>> Begin

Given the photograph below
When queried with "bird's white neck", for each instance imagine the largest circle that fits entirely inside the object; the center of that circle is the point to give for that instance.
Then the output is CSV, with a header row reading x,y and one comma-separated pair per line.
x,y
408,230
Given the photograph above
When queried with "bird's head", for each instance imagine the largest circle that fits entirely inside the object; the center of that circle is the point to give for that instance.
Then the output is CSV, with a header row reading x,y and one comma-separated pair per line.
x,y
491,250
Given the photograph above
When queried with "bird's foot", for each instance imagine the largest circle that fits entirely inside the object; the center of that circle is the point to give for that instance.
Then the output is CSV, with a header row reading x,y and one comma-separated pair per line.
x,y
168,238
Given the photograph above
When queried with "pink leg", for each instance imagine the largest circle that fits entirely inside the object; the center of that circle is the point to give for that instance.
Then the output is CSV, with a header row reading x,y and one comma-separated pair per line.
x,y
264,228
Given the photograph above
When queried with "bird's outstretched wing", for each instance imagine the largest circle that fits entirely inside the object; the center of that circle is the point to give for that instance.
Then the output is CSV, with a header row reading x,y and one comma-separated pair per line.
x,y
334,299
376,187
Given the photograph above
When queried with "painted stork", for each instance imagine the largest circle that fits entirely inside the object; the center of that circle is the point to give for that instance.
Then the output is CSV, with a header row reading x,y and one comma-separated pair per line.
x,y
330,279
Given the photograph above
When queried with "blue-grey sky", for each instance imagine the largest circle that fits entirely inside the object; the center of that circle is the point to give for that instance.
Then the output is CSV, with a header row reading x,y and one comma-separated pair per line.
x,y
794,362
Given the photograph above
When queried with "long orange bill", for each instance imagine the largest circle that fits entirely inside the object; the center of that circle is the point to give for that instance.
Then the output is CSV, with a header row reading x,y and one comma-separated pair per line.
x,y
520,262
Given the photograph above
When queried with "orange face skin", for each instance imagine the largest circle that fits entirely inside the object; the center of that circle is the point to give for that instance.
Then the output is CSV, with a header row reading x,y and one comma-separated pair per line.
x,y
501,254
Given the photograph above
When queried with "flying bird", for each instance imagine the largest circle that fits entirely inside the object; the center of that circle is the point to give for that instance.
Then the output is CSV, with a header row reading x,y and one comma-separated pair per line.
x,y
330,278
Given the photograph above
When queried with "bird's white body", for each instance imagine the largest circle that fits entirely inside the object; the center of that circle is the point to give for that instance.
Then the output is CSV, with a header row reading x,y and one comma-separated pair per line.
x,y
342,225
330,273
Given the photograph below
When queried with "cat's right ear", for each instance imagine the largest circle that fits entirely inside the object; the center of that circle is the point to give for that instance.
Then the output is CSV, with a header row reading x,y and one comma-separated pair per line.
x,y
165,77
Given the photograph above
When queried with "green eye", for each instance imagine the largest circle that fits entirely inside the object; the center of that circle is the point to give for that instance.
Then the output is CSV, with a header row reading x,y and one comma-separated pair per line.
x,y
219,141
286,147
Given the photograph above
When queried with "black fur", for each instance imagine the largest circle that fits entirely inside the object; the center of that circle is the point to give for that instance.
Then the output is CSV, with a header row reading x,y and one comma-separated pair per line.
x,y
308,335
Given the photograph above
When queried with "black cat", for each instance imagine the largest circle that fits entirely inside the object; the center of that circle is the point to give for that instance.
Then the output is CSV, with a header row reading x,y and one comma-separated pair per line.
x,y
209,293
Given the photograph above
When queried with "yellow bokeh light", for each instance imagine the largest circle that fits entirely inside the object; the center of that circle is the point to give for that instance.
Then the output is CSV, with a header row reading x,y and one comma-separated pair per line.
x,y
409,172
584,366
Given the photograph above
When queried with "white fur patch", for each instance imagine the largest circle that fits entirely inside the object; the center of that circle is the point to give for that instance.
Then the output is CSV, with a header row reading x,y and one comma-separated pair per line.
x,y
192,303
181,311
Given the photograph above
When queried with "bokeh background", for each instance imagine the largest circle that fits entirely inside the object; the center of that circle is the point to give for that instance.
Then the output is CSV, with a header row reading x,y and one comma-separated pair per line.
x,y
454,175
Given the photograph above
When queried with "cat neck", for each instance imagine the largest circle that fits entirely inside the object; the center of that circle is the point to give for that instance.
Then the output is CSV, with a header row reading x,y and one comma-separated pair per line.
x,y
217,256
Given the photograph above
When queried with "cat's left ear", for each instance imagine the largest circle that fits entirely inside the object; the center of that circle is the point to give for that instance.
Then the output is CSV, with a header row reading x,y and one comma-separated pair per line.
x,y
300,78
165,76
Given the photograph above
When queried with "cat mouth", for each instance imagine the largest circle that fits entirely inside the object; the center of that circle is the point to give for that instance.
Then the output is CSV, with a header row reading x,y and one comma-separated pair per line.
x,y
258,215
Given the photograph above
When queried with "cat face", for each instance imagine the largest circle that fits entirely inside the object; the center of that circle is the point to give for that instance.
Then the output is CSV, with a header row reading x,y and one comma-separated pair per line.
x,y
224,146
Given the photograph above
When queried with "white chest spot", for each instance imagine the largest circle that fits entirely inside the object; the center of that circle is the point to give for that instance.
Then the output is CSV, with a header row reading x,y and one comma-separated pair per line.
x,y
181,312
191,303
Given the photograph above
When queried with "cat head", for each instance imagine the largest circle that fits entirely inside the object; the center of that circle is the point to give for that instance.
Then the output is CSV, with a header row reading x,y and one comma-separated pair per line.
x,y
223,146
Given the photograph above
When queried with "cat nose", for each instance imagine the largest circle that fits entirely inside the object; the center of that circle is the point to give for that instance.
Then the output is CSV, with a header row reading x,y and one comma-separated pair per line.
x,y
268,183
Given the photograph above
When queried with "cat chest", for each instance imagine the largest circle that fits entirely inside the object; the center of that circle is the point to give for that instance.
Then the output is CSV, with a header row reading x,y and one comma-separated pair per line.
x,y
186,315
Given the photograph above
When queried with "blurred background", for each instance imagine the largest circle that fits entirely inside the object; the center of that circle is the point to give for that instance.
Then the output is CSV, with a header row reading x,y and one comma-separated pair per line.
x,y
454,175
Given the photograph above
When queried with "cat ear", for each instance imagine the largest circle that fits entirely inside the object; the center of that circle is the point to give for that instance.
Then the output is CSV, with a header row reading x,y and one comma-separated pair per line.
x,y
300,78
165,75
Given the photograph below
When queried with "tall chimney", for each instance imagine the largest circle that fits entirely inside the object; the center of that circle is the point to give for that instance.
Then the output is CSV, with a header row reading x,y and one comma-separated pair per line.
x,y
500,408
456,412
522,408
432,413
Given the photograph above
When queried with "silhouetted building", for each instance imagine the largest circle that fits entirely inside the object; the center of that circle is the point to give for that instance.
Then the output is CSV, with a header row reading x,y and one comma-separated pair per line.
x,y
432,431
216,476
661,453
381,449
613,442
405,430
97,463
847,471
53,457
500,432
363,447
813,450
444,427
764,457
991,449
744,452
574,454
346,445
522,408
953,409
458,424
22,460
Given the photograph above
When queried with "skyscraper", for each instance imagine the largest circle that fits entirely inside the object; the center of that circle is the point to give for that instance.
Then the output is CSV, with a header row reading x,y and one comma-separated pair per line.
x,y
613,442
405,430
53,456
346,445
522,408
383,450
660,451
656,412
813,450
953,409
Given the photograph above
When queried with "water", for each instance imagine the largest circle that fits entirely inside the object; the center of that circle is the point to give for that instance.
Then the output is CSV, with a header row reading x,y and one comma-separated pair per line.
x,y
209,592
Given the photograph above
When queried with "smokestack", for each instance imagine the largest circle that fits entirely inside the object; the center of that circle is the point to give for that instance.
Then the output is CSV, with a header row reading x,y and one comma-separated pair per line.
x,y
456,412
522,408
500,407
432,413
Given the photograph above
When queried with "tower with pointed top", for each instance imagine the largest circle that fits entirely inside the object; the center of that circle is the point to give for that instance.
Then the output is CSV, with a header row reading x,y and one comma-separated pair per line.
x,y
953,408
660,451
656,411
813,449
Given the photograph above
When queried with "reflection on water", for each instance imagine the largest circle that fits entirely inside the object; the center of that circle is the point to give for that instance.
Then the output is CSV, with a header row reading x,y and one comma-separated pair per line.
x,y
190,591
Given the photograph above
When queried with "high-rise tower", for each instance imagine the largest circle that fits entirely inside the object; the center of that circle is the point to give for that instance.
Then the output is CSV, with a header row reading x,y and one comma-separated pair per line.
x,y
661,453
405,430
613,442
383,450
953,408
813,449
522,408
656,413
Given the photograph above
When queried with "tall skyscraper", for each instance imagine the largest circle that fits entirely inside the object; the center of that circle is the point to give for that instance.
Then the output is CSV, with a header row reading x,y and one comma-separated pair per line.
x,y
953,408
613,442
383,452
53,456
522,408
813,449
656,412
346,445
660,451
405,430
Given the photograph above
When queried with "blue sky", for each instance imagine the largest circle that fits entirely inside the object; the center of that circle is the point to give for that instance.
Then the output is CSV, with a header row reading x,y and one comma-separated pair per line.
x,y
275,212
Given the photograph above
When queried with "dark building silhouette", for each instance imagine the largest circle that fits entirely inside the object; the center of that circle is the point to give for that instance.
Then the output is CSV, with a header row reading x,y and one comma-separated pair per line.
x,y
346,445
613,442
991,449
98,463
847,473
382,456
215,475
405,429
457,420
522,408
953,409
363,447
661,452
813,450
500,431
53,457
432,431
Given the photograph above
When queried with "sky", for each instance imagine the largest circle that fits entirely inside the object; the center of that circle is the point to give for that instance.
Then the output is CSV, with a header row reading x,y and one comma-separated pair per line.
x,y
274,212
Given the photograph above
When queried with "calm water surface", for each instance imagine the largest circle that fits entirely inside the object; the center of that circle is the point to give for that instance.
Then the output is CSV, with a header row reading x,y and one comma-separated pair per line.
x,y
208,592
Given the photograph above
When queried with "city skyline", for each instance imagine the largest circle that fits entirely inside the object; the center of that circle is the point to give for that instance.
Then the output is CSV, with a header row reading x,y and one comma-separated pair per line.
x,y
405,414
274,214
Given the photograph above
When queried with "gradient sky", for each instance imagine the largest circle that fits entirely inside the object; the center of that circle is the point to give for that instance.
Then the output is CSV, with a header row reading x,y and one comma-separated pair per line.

>> End

**EXERCISE INSTRUCTIONS:** Pick out each line of the material above that contains the word "neck", and copy those lines in their original order.

**EXERCISE OUTPUT:**
When queried with "bird's white neck", for each instance imagine the largest circle that fits entirely inside the object; the center of that circle is the point to give for that instance.
When queried with "cat neck", for each instance imagine the largest circle that fits entirely inside the object; the center of that circle is the point to give for that instance.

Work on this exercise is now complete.